### Stated task A:
Say whether each statement agrees with the BeeGFS overview below, answering yes or no and quoting the words of the overview that decide it: (i) The BeeGFS client is a native kernel module. (ii) Installing or updating BeeGFS components requires a reboot. (iii) BeeGFS has five main required components.

--- Start Text excerpt ---

In my previous blog post, I introduced NetApp® and BeeGFS solutions and the new NetApp support for BeeGFS. In this post, my goal is to provide a technical introduction to the core components and general concepts behind the parallel cluster file system BeeGFS. It’s difficult to predict the exact target audience, but I hope that anyone who is considering deploying BeeGFS in their environment, or who simply needs a brief introduction, will find this post valuable.
If you’re familiar with parallel cluster file systems, you can skip this paragraph. For everyone else, denoting BeeGFS as a parallel file system indicates that files are striped over multiple server nodes to maximize read/write performance and scalability of the file system. The fact that it is clustered indicates that these server nodes work together to deliver a single file system that can be simultaneously mounted and accessed by other server nodes, commonly known as clients. To avoid confusion, I won’t make any further generalizations about how parallel cluster file systems work. The main takeaway is that clients can see and consume this distributed file system similarly to a local file system such as NTFS, XFS, or ext4.
Now let’s see what the buzz is about and jump into the high-level architecture of BeeGFS.
There are four main required components: the management, storage, metadata, and client services that run on a wide range of supported Linux distributions. These services communicate via any TCP/IP or RDMA-capable network, including InfiniBand (IB), Omni-Path (OPA), and RDMA over Converged Ethernet (RoCE). The BeeGFS server (management, storage, and metadata) services are user space daemons, while the client is a native kernel module (patchless). All components can be installed or updated without rebooting, and you can run any combination of services on the same node, including all of them.Figure 1) BeeGFS solution components and relationships used with NetApp E-Series.

--- End Text excerpt ---

### Stated task B:
Copy the whole data listing below line for line, leaving the pictures out of your answer.

--- Start Task data ---

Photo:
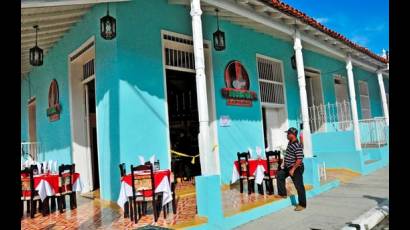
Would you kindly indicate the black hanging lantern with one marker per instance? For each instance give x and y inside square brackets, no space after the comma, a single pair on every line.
[293,61]
[219,36]
[108,26]
[36,53]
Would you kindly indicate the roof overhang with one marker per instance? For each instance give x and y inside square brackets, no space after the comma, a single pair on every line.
[266,19]
[54,18]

--- End Task data ---

### Task solution A:
(i) Yes: "while the client is a native kernel module (patchless)"
(ii) No: "All components can be installed or updated without rebooting"
(iii) No: "There are four main required components"

### Task solution B:
Photo:
Would you kindly indicate the black hanging lantern with one marker per instance? For each instance give x and y inside square brackets, no space after the comma, a single pair on every line.
[293,61]
[219,36]
[108,26]
[36,53]
Would you kindly indicate the roof overhang with one marker per instance? For each instance give x and y inside square brackets, no space after the comma, a single pair on every line.
[266,19]
[54,18]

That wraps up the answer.